• **Data provided**:
════════════════

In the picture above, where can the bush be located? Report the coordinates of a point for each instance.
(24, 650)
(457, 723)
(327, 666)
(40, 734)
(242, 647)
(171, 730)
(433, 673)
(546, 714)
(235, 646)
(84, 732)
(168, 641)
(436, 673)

════════════════

• **Goal of the exercise**: Print all entries again, exactly.

• **Solved exercise**:
In the picture above, where can the bush be located? Report the coordinates of a point for each instance.
(24, 650)
(457, 723)
(327, 666)
(40, 734)
(242, 647)
(171, 730)
(433, 673)
(546, 714)
(235, 646)
(84, 732)
(168, 641)
(436, 673)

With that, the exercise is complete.